Excerpted passage –
━━━━━━━━

It was also said that matter is not as it appears; that is to say, that it deceives, as for example when one sees a mirage in the desert. Now, Plato tells us expressly that the Soul precedes the body, and even the most abject materialists say that the brain commands the body, which is why if one begins lifting weights, before the body adds muscle, it adds the nerves that supply those muscles, for why build what it cannot move? The Soul is a Mind, so that the Mind moves the body of material things.

If philosophy is the method by which the Western man attains an understanding of Truth, then art is how it is propagated to the common man, since philosophy is a subject for a very few of the most divine rank. The most common sort of intellectual — I mean the true intellectual, not the philosemitic automatons who inhabit the centers of “learning” called universities — is the artist, for the artist frames the mystic truths in a manner that motivates and inspires the common man. Art, not “science,” develops and propagates the moral frameworks that permeate a society and determine its direction.

Thus, we see in the last cycle that the artistic revolution that was the Renaissance preceded the Scientific Revolution, and likewise that the decay in the arts which could already be seen in some places in the nineteenth century, but which culminated in the postmodernism of the twentieth century, preceded the real collapse in scientific progress, or at least its technological branch. This is so because the idea that any progress in the understanding of the way things are or of the structure of nature can ever be made through material methods is a dubious assertion under any circumstances.

━━━━━━━━

Record extracts –
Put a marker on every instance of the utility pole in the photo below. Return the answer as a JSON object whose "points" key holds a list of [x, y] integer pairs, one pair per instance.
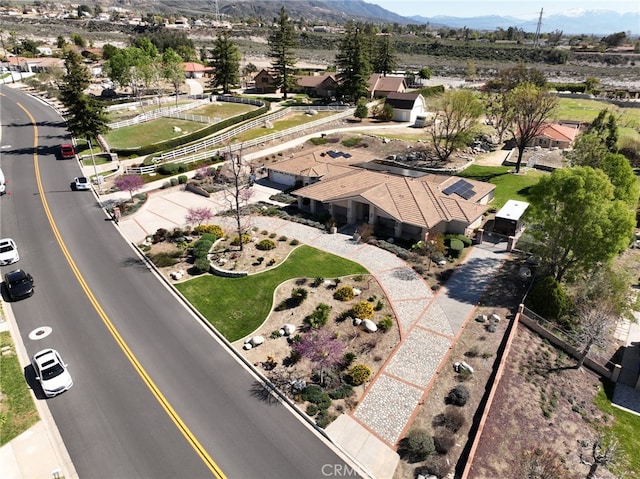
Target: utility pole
{"points": [[537, 37]]}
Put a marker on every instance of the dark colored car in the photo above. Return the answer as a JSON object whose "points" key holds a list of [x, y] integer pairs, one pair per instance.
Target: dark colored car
{"points": [[67, 151], [19, 284]]}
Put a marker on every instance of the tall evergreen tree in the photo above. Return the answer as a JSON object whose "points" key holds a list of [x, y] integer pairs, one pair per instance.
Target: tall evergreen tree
{"points": [[282, 41], [386, 59], [352, 60], [225, 60], [86, 118]]}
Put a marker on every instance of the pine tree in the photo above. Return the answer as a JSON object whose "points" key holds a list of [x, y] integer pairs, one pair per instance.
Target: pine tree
{"points": [[86, 118], [282, 41], [353, 62], [225, 60]]}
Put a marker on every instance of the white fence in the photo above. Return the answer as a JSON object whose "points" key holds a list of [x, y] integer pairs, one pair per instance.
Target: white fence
{"points": [[197, 155]]}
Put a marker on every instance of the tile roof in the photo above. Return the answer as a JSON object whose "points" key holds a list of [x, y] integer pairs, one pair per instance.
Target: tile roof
{"points": [[416, 201]]}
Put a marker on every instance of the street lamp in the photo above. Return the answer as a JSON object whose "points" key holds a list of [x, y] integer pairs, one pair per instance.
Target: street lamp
{"points": [[95, 168]]}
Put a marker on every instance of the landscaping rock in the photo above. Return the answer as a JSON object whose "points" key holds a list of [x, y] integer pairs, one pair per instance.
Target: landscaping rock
{"points": [[370, 326]]}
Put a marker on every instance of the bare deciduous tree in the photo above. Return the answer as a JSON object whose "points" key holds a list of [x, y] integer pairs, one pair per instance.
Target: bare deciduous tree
{"points": [[604, 450]]}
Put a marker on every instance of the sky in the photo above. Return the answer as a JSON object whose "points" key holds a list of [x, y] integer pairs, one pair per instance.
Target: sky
{"points": [[505, 8]]}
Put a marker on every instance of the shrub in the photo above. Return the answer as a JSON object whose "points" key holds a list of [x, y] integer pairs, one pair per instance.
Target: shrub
{"points": [[245, 239], [416, 446], [548, 298], [455, 247], [212, 229], [265, 245], [319, 316], [453, 419], [344, 294], [201, 265], [436, 465], [344, 391], [444, 439], [458, 396], [359, 374], [362, 310], [348, 359], [162, 260], [385, 324], [298, 295]]}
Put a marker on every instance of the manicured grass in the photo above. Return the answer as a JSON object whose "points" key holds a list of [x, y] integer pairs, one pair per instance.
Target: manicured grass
{"points": [[151, 132], [625, 428], [237, 306], [289, 121], [508, 185], [17, 411]]}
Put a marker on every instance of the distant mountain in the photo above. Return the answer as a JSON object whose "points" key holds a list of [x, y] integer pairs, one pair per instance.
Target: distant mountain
{"points": [[576, 22]]}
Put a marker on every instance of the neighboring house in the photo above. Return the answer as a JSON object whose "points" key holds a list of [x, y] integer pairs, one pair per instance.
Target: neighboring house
{"points": [[319, 86], [554, 135], [508, 220], [265, 82], [407, 106], [380, 86], [403, 206], [195, 70]]}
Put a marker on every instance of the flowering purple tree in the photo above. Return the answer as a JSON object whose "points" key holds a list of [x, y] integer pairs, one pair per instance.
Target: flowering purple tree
{"points": [[322, 348], [197, 216], [130, 183]]}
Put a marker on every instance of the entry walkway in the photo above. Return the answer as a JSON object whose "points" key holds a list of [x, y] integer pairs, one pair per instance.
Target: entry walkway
{"points": [[429, 323]]}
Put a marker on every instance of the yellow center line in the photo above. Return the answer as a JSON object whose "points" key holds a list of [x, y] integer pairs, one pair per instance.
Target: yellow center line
{"points": [[209, 462]]}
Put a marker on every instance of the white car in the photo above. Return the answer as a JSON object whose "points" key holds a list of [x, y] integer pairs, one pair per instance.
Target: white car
{"points": [[81, 183], [8, 252], [51, 372]]}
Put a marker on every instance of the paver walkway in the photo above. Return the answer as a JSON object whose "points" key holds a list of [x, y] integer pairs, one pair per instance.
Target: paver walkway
{"points": [[428, 322]]}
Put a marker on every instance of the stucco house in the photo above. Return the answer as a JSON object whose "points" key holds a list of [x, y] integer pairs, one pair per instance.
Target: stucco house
{"points": [[409, 207], [407, 106], [265, 82], [555, 135], [381, 86], [322, 86]]}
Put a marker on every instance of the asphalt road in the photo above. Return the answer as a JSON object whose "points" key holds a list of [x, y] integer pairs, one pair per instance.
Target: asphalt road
{"points": [[156, 395]]}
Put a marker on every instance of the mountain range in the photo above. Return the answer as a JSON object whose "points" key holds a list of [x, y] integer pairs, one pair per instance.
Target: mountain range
{"points": [[596, 22]]}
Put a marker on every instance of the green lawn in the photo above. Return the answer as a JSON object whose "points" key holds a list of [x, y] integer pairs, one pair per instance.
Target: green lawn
{"points": [[508, 185], [299, 118], [151, 132], [237, 306], [625, 427], [17, 411]]}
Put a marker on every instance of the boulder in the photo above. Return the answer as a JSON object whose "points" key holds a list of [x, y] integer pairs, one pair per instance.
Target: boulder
{"points": [[369, 325]]}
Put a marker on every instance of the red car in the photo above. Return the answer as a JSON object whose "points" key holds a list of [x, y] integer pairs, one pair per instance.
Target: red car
{"points": [[67, 151]]}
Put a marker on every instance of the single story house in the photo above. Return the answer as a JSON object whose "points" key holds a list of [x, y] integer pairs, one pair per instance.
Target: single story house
{"points": [[554, 135], [320, 86], [508, 220], [405, 207], [407, 106], [381, 86], [265, 82]]}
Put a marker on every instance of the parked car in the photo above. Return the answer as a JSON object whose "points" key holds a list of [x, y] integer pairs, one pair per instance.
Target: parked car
{"points": [[8, 252], [81, 183], [51, 372], [67, 151], [19, 284]]}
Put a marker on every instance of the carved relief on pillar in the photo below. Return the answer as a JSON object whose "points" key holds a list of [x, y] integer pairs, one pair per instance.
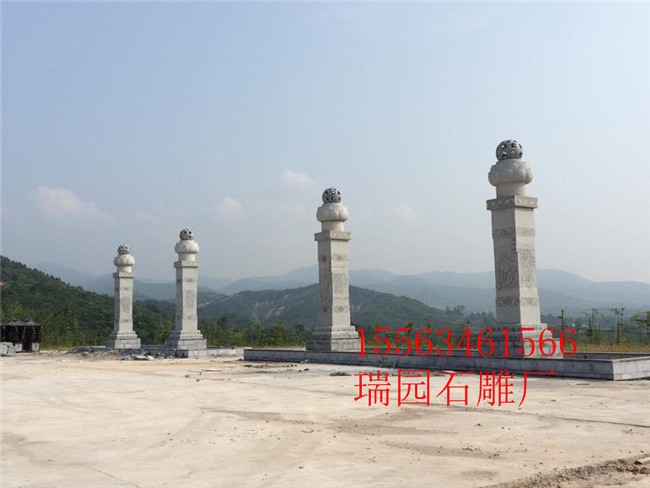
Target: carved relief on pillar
{"points": [[516, 301], [507, 276], [512, 231], [527, 268]]}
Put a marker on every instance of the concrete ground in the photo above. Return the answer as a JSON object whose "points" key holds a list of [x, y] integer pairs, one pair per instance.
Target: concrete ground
{"points": [[98, 421]]}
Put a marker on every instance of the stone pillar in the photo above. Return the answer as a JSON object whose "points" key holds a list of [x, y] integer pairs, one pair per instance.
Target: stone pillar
{"points": [[186, 335], [513, 234], [123, 336], [333, 330]]}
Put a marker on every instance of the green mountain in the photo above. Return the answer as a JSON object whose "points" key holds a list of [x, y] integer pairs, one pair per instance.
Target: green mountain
{"points": [[69, 314], [300, 306]]}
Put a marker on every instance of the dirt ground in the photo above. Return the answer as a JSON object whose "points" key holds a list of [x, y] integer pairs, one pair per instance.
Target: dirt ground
{"points": [[98, 421]]}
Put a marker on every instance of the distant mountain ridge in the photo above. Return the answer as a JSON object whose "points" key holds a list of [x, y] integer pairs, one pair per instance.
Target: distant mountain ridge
{"points": [[440, 289]]}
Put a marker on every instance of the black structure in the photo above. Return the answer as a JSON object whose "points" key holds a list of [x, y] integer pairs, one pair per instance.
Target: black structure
{"points": [[26, 336]]}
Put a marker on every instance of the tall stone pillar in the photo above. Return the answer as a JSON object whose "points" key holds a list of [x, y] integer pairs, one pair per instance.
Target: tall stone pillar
{"points": [[186, 335], [513, 234], [333, 330], [123, 336]]}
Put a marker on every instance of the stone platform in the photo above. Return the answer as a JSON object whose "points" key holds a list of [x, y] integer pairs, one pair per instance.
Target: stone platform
{"points": [[603, 366], [179, 353]]}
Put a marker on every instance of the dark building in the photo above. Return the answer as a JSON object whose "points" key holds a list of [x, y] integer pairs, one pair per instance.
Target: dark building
{"points": [[25, 336]]}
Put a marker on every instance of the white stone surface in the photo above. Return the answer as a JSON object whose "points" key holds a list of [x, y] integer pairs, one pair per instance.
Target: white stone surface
{"points": [[186, 334], [123, 336], [333, 330]]}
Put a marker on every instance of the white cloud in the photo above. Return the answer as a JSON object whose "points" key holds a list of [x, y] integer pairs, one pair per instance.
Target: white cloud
{"points": [[230, 207], [296, 178], [405, 213], [60, 202]]}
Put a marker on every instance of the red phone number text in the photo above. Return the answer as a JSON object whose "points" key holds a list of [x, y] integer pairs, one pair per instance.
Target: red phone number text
{"points": [[424, 347]]}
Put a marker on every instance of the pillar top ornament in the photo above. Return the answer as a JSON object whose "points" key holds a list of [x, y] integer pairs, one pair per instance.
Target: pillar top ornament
{"points": [[124, 258], [510, 174], [332, 209], [187, 247]]}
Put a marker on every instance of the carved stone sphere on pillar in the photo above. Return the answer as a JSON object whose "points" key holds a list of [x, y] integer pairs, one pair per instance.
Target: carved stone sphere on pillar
{"points": [[187, 247], [509, 149], [124, 260]]}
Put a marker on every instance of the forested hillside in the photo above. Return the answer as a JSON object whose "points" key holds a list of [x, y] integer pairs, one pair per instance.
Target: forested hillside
{"points": [[70, 315]]}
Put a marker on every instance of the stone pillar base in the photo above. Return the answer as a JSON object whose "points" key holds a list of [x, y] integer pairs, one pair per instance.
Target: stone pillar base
{"points": [[344, 341], [123, 341], [515, 337], [186, 341]]}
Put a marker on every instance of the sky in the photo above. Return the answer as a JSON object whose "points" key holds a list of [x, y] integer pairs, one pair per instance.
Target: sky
{"points": [[124, 122]]}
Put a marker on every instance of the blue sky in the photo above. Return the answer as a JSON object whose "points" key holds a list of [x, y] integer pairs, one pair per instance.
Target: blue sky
{"points": [[125, 122]]}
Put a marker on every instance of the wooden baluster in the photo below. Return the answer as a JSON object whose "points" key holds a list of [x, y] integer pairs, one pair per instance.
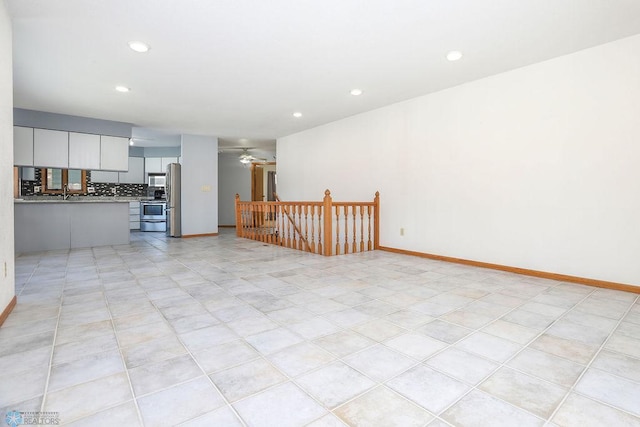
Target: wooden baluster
{"points": [[369, 233], [337, 230], [327, 203], [254, 214], [268, 228], [361, 228], [280, 222], [289, 234], [320, 230], [312, 245], [259, 214], [354, 246], [376, 221], [299, 223], [238, 216], [265, 223], [306, 225], [346, 226], [294, 237]]}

━━━━━━━━

Written tasks –
• 1. In the excerpted passage, change "mirage" to "reflection" and give the part starting at "It was also" and ending at "of material things.".
• 2. In the excerpted passage, what preceded the Scientific Revolution?
The items can be left aside.

The results –
• 1.
It was also said that matter is not as it appears; that is to say, that it deceives, as for example when one sees a reflection in the desert. Now, Plato tells us expressly that the Soul precedes the body, and even the most abject materialists say that the brain commands the body, which is why if one begins lifting weights, before the body adds muscle, it adds the nerves that supply those muscles, for why build what it cannot move? The Soul is a Mind, so that the Mind moves the body of material things.

• 2. The artistic revolution that was the Renaissance.